* **DIRECTION A**:
Lay out the entries as a Markdown table with the columns Row and Line, from the first line of the entries up to and including the line with "[[[780,322],[775,363],[871,356],[876,331],[878,281],[811,284]]]". Give each non-blank line its own numbered row, and leave the pictures out.

* **QUOTED TEXT**:
※ ※ ※

The year was 1994 and I was 10 years old. My sister was celebrating her 15th birthday and I had a short exchange of words with Nanay about it that morning (I could not call it a conversation because that was all it was, an exchange of words), not knowing that shortly after lunch, she was to be taken away from me. From our whole family.

Days after her funeral, I found myself walking into the old house and calling out, "Naaa-nay? Naaa-nayyy? Nanay?" as I had been accustomed to. It happened several times and each time, it took a while for me to snap back to the reality that she was gone. In one instance, my uncle heard me and hushed me, "Little, Nanay is dead..."

You know how when you are having a bad dream and the pain is so real until that moment when you realize it could just be a bad dream, and you decide to just go with the flow of events while willing yourself to wake up? I have had moments like that even years after Nanay died. I would think of Nanay and wish God has made a mistake and that He will give her back.

I did dream about Nanay, especially within months after she passed away. But she was always alive in my dreams; she was even cleaning the old house in one of them. "I had a vacation from heaven," she told me as she applied wax on the floor.

It was only recently that I dreamed of Nanay not being alive. It was her funeral and I was crying like I did during the real funeral but I felt peaceful in that dream. When I woke up, I knew that I have finally accepted that Nanay's stint in this lifetime really ended 17 years ago.

I have let go of Nanay's physical presence but that does not mean I do not miss her anymore. I do still miss her, especially when we have family reunions. I may not see her physical body anymore but I still feel her presence. When I am inside the old house or at the farm, her presence lingers and it is not the spooky kind. Indeed, death cannot kill what never dies. As her granddaughter, she touched my life and will be a part of it, of me, forever.

※ ※ ※

* **RECORDS SHOWN**:
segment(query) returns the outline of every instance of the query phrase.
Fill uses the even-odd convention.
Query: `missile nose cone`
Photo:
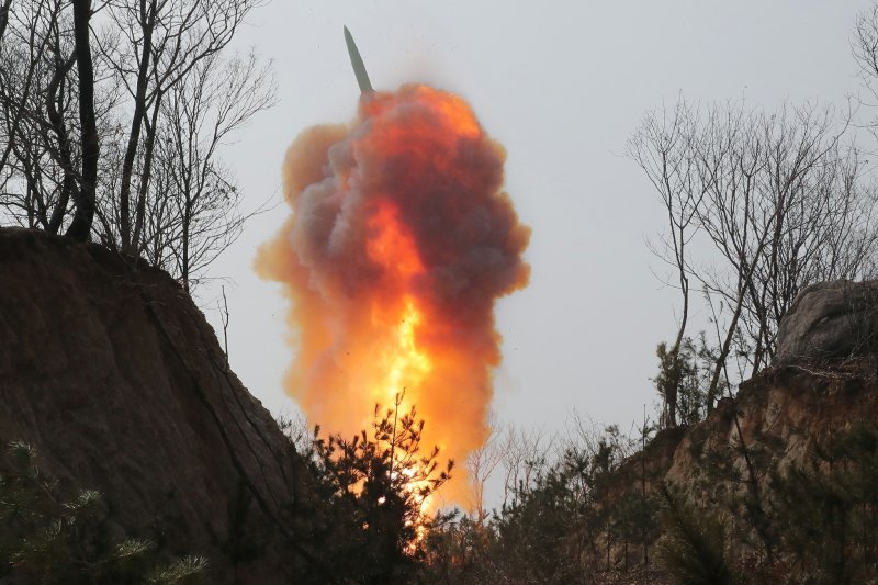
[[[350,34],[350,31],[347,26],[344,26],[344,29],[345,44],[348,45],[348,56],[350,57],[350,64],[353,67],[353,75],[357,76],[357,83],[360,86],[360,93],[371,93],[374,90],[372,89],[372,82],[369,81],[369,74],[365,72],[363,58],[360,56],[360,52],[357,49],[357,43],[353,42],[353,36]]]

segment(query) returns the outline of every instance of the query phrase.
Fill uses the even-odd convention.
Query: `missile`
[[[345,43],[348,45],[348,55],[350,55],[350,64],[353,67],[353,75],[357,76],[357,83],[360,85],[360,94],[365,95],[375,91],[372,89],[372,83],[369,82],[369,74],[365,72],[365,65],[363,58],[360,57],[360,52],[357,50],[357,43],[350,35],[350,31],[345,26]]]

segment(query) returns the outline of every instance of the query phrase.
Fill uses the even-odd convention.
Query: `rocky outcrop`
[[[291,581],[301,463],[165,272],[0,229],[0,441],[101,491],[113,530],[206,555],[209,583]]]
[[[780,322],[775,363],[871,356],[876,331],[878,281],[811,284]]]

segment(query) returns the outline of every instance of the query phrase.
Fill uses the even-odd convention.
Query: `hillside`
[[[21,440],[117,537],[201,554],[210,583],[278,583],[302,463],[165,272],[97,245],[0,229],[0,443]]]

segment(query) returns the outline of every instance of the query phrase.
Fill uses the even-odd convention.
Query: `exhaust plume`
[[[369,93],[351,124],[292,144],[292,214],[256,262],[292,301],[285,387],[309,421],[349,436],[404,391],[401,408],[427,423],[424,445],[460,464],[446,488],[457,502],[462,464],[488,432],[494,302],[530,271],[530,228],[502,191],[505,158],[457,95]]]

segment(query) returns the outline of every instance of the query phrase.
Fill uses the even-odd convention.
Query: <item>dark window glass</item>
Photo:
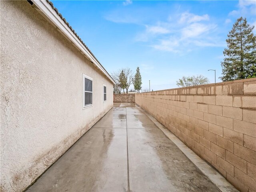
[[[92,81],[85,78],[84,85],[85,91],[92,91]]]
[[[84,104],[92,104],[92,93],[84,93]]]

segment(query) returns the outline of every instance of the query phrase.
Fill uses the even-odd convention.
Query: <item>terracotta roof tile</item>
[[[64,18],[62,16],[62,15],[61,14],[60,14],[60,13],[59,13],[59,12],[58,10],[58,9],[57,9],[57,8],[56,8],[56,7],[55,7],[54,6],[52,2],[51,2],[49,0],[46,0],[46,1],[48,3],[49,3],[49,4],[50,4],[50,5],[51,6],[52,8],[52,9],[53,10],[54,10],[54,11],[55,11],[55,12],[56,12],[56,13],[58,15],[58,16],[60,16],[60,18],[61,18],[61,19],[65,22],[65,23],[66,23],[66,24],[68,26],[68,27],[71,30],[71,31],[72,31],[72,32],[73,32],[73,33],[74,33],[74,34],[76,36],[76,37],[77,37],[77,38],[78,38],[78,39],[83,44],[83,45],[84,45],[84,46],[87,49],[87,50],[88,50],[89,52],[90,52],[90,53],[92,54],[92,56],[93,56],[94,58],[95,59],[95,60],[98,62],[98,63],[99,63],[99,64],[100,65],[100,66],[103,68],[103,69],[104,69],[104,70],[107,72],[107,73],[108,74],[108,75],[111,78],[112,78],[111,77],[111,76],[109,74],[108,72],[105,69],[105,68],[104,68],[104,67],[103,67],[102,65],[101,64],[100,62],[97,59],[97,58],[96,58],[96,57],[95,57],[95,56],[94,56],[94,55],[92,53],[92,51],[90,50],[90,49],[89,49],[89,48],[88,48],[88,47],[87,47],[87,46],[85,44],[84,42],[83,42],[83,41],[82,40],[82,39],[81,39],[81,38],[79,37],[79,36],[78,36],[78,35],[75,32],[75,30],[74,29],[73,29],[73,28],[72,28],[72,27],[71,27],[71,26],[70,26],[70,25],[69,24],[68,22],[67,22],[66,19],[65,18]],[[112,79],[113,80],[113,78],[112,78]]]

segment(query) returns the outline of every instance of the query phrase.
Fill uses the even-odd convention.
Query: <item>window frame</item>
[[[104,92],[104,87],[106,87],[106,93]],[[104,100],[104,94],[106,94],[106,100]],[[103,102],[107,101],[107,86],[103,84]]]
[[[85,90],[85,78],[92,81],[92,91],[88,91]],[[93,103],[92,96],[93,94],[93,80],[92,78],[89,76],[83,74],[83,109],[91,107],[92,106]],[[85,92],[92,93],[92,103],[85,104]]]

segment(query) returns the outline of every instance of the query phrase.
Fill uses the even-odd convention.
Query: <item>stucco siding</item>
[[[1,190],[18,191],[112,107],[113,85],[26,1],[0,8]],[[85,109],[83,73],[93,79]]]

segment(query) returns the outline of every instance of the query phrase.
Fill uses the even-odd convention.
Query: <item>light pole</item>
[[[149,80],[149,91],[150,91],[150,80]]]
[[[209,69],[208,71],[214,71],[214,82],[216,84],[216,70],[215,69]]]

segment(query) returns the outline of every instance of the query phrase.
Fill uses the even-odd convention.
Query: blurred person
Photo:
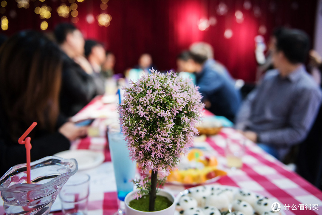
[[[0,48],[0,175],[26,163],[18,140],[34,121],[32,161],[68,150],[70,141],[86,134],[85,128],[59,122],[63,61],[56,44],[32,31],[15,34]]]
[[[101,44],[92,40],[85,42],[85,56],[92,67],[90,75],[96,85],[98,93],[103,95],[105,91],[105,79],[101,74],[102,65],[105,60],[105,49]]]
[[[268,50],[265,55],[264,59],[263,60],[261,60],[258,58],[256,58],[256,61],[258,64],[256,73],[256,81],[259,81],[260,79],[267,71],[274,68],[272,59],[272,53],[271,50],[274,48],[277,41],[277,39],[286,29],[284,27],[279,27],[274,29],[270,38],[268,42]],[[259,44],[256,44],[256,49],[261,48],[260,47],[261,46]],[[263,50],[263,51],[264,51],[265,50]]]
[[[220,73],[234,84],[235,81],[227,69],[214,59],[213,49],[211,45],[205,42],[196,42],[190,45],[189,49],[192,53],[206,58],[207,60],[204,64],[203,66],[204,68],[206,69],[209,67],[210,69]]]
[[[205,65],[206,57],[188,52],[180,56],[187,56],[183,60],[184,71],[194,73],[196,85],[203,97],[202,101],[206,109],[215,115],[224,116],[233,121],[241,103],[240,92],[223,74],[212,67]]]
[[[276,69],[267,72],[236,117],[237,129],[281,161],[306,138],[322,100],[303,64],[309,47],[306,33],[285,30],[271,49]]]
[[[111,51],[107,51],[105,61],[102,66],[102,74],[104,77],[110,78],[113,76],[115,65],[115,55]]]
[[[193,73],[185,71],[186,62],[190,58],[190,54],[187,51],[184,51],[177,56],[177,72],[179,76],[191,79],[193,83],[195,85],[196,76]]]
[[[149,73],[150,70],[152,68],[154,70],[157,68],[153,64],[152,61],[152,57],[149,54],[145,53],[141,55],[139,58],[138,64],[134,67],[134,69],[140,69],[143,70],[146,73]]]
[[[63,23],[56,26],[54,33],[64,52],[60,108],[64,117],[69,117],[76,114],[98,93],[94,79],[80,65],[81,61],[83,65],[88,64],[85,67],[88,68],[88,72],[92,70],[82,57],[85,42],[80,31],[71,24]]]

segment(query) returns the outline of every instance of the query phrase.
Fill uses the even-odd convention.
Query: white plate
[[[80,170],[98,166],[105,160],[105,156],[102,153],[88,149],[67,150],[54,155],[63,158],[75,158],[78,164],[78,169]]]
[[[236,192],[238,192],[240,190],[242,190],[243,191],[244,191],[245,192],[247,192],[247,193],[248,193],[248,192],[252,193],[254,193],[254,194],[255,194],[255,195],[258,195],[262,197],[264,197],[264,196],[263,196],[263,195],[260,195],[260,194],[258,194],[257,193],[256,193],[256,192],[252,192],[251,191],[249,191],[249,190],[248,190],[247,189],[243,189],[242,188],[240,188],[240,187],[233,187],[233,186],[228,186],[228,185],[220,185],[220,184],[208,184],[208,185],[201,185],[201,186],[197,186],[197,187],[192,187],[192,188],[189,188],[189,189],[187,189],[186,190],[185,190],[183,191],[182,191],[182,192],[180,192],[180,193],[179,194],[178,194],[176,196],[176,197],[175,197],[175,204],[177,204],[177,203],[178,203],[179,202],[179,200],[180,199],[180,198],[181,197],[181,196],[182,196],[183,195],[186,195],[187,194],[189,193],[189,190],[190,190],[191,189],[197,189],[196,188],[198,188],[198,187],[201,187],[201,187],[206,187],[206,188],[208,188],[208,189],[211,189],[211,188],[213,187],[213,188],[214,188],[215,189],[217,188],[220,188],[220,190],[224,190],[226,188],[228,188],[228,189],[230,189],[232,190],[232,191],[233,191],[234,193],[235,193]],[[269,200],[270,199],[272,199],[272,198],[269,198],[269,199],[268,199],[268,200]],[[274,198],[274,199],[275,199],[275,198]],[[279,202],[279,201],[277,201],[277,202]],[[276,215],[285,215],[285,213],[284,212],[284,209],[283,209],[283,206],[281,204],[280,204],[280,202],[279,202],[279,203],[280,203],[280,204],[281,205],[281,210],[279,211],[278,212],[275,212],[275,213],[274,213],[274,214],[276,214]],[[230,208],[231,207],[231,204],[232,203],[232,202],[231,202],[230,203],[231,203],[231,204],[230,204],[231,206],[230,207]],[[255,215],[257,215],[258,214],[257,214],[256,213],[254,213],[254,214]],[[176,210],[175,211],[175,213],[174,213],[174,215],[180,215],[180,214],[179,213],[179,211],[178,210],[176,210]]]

※ ※ ※

* **DIRECTION B**:
Restate the paragraph of the passage about Nanay that begins "I have let go of Nanay's physical presence" as a short bulleted list that keeps its main facts.

* **WORKED SOLUTION A**:
| Row | Line |
|---|---|
| 1 | segment(query) returns the outline of every instance of the query phrase. |
| 2 | Fill uses the even-odd convention. |
| 3 | Query: `missile nose cone` |
| 4 | Photo: |
| 5 | [[[350,34],[350,31],[347,26],[344,26],[344,29],[345,44],[348,45],[348,56],[350,57],[350,64],[353,67],[353,75],[357,76],[357,83],[360,86],[360,93],[371,93],[374,90],[372,89],[372,82],[369,81],[369,74],[365,72],[363,58],[360,56],[360,52],[357,49],[357,43],[353,42],[353,36]]] |
| 6 | segment(query) returns the outline of every instance of the query phrase. |
| 7 | Fill uses the even-odd convention. |
| 8 | Query: `missile` |
| 9 | [[[345,43],[348,45],[348,55],[350,55],[350,64],[353,67],[353,75],[357,76],[357,83],[360,85],[360,94],[365,95],[375,91],[372,89],[372,83],[369,82],[369,74],[365,72],[365,65],[363,58],[360,57],[360,52],[357,50],[357,43],[350,35],[350,31],[345,26]]] |
| 10 | segment(query) returns the outline of every instance of the query phrase. |
| 11 | Fill uses the even-odd convention. |
| 12 | Query: `rocky outcrop` |
| 13 | [[[291,581],[301,463],[165,272],[0,229],[0,441],[101,491],[113,530],[206,555],[209,583]]] |
| 14 | [[[780,322],[775,363],[871,356],[876,331],[878,281],[811,284]]] |

* **WORKED SOLUTION B**:
- I have let go of Nanay's physical presence but still miss her, especially at family reunions.
- I still feel her presence, most of all in the old house and at the farm, and it is not spooky.
- Death cannot kill what never dies.
- As her granddaughter, she touched my life and will be part of me forever.